WORK INSTRUCTION A: In the article on the Ossory constituency below, what was Queen's County renamed in 1920?

-- EXTRACTED TEXT follows --

1885–1918
- Seats: 1
- Created from: Queen's County
- Replaced by: Queen's County

= Queen's County Ossory =

Former parliamentary constituency in the United Kingdom

Ossory, a division of Queen's County, was a constituency in Ireland, returning one Member of Parliament to the United Kingdom House of Commons from 1885 to 1918.

==Boundaries==
Prior to the 1885 general election and after the dissolution of Parliament in 1918 the area was part of the Queen's County constituency.

This constituency comprised the western part of Queen's County (renamed as County Laois in 1920).

The Redistribution of Seats Act 1885 defined the division as including the baronies of Clandonagh, Clarmallagh, Maryborough West, Tinnahinch, and Upper Woods, and that part of the barony of Portnahinch contained within the parish of Ardea.

==Members of Parliament==

| Election | MP | Party |  | Notes |
| 1885 | Arthur O'Connor |  | Irish Parliamentary |  |
| 1886 b | Stephen O'Mara |  | Irish Parliamentary | O'Connor sits for East Donegal |
| 1886 | William Archibald Macdonald |  | Irish Parliamentary |  |
| 1892 | Eugene Crean |  | Irish National Federation |  |
1895
| 1900 | William Delany |  | Irish Parliamentary |  |
| 1906 |  |
| Jan. 1910 |  |
| Dec. 1910 |  |
| 1916 b | John Lalor Fitzpatrick |  | Irish Parliamentary | Death of Delany |
| 1918 | Constituency merged into Queen's County |  |  |  |

==Elections==

===Elections in the 1880s===

1885 general election: Ossory
| Party |  | Candidate | Votes | % | ±% |
|---|---|---|---|---|---|
|  | Irish Parliamentary | Arthur O'Connor | 3,959 | 93.1 |  |
|  | Irish Conservative | Richard Caldbeck | 293 | 6.9 |  |
| Majority |  |  | 3,666 | 86.2 |  |
| Turnout |  |  | 4,252 | 75.7 |  |
| Registered electors |  |  | 5,617 |  |  |
|  | Irish Parliamentary win (new seat) |  |  |  |  |

O'Connor is also elected MP for East Donegal and opts to sit there, causing a by-election.

-- EXTRACTED TEXT concluded --
-- THE DATA follows --

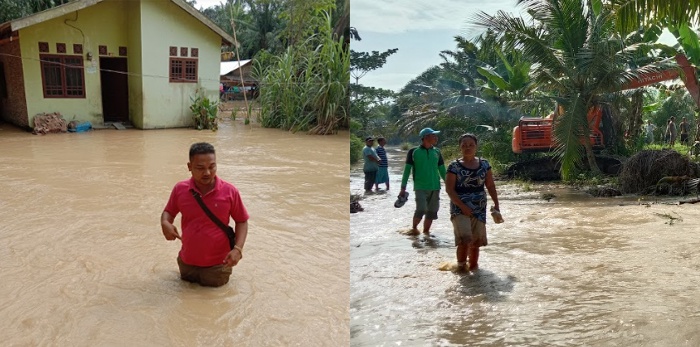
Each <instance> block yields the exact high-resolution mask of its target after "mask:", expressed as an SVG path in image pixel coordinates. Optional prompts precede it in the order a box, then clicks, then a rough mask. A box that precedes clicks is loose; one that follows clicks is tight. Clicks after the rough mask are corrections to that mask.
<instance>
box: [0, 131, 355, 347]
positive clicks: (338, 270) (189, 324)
mask: <svg viewBox="0 0 700 347" xmlns="http://www.w3.org/2000/svg"><path fill="white" fill-rule="evenodd" d="M199 141H207V142H211V143H212V144H213V145H214V146H215V147H216V150H217V159H218V175H219V176H220V177H221V178H223V179H226V180H228V181H229V182H232V183H233V184H234V185H236V186H237V187H238V189H239V190H240V191H241V194H242V197H243V202H244V203H245V204H246V207H247V209H248V212H249V213H250V215H251V219H250V221H249V233H248V239H247V242H246V245H245V257H244V259H243V260H242V261H241V262H240V264H239V265H238V266H237V267H235V268H234V270H233V275H232V277H231V282H230V283H229V284H228V285H226V286H224V287H221V288H204V287H200V286H198V285H195V284H190V283H187V282H183V281H181V280H180V279H179V272H178V267H177V263H176V260H175V259H176V256H177V252H178V250H179V247H180V243H179V241H174V242H167V241H165V239H164V238H163V235H162V233H161V228H160V215H161V212H162V211H163V207H164V206H165V203H166V202H167V199H168V197H169V195H170V191H171V189H172V187H173V185H174V184H175V183H176V182H177V181H179V180H183V179H187V178H189V177H190V173H189V172H188V171H187V166H186V164H187V160H188V151H189V146H190V145H191V144H192V143H194V142H199ZM347 148H348V135H347V133H345V134H341V135H338V136H307V135H303V134H296V135H295V134H291V133H288V132H285V131H281V130H272V129H262V128H259V127H255V128H251V127H250V126H244V125H243V124H242V123H241V122H233V123H232V122H231V121H225V122H223V123H222V124H220V127H219V131H218V132H216V133H214V132H211V131H196V130H192V129H172V130H149V131H141V130H123V131H117V130H98V131H91V132H88V133H80V134H71V133H68V134H50V135H45V136H36V135H31V134H29V133H27V132H24V131H21V130H17V129H16V128H13V127H12V126H9V125H6V124H0V151H1V153H2V154H1V157H2V163H3V164H2V165H1V166H0V221H2V223H1V224H0V243H2V247H0V317H2V318H3V319H1V320H0V341H3V342H2V344H3V345H6V346H42V345H43V346H46V345H48V346H234V345H235V346H292V345H299V346H344V345H345V346H346V345H348V343H349V342H348V339H349V314H348V298H349V282H348V280H349V279H348V268H349V254H348V243H349V237H348V228H349V225H348V210H347V208H348V207H347V206H348V205H347V194H348V184H349V183H348V182H349V180H348V171H349V164H348V162H349V153H348V149H347ZM175 225H176V226H178V228H179V227H180V217H179V216H178V218H176V221H175Z"/></svg>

-- THE DATA concluded --

WORK INSTRUCTION B: Retype the records above exactly, from their first line up to and including the line that contains "positive clicks: (338, 270) (189, 324)", leaving out the pictures.

FINAL ANSWER A: County Laois

FINAL ANSWER B:
Each <instance> block yields the exact high-resolution mask of its target after "mask:", expressed as an SVG path in image pixel coordinates. Optional prompts precede it in the order a box, then clicks, then a rough mask. A box that precedes clicks is loose; one that follows clicks is tight. Clicks after the rough mask are corrections to that mask.
<instance>
box: [0, 131, 355, 347]
positive clicks: (338, 270) (189, 324)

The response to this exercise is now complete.